= AIM 1 =
Give the listing from its start through the line containing "pixel 47 193" as a two-column CSV with the columns request and points, one row per request holding its text and its answer, each in a single quoted field with line breaks replaced by spaces.

= QUOTED PASSAGE =
Yep...there's a link to some experiments performed by an engineer titled terminal ballistics and he was finding optimal penetration was in the mid to high 2k fps range. Randy Barrett found his 45-70 loads were out penetrating 458 and 460 mags I think mainly due to the reduced velocities of them.


----------



## jmoser (Sep 11, 2002)

I just rememebered that Nosler does not recommend their Ballistic tip bullets .30 cal and under for 'tough' large game like elk. The .338s and up are a different jacket construction thickness which makes them much tougher.

I wonder if the same is not true for the Nosler ABs - the 7mm is a skinny bullet and the jacket must be thinner than a 7.62 or .338 etc.

Looking at the factory picture of the expanded AB above it is clear that my jacket remnant is almost identical; only difference is the small core at the base finally separated or more likelydisintegrated. I am willing to bet $$ that on a broadside or quartering shot my bullet would have looked just like that before it exited.

I have to believe that even on an elk, etc mine would have penetrated at least 18-20+ inches which makes it a perfectly fine load.

= INFORMATION PROVIDED =
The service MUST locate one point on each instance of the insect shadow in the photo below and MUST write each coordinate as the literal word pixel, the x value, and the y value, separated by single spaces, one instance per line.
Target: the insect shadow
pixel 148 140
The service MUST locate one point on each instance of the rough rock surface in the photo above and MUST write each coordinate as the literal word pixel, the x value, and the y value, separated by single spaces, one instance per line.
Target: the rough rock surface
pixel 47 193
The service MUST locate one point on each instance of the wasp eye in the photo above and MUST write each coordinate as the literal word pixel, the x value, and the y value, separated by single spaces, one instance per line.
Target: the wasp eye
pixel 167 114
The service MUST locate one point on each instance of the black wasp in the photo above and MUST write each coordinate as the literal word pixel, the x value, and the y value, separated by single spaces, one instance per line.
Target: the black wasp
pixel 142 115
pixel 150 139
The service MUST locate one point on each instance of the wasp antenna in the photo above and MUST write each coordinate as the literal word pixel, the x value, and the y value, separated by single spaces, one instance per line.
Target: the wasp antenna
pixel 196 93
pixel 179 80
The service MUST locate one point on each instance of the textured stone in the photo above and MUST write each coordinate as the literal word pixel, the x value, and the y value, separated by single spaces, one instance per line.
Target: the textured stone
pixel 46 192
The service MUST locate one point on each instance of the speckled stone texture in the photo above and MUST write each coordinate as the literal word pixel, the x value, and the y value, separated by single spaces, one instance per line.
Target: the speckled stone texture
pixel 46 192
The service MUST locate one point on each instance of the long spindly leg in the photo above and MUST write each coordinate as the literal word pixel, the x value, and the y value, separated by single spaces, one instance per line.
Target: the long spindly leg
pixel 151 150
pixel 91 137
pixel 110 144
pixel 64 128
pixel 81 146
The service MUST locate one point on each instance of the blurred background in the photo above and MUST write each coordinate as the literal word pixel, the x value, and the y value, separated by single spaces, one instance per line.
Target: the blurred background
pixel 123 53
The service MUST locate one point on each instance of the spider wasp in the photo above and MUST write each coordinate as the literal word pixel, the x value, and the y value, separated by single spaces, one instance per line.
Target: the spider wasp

= AIM 2 =
Quote the passage of the forum thread from "I just rememebered" to "before it exited.".

= TASK RESULT 1 =
request,points
"The service MUST locate one point on each instance of the insect shadow in the photo below and MUST write each coordinate as the literal word pixel, the x value, and the y value, separated by single spaces, one instance per line. Target: the insect shadow","pixel 148 140"
"The service MUST locate one point on each instance of the rough rock surface in the photo above and MUST write each coordinate as the literal word pixel, the x value, and the y value, separated by single spaces, one instance per line. Target: the rough rock surface","pixel 47 193"

= TASK RESULT 2 =
I just rememebered that Nosler does not recommend their Ballistic tip bullets .30 cal and under for 'tough' large game like elk. The .338s and up are a different jacket construction thickness which makes them much tougher.

I wonder if the same is not true for the Nosler ABs - the 7mm is a skinny bullet and the jacket must be thinner than a 7.62 or .338 etc.

Looking at the factory picture of the expanded AB above it is clear that my jacket remnant is almost identical; only difference is the small core at the base finally separated or more likelydisintegrated. I am willing to bet $$ that on a broadside or quartering shot my bullet would have looked just like that before it exited.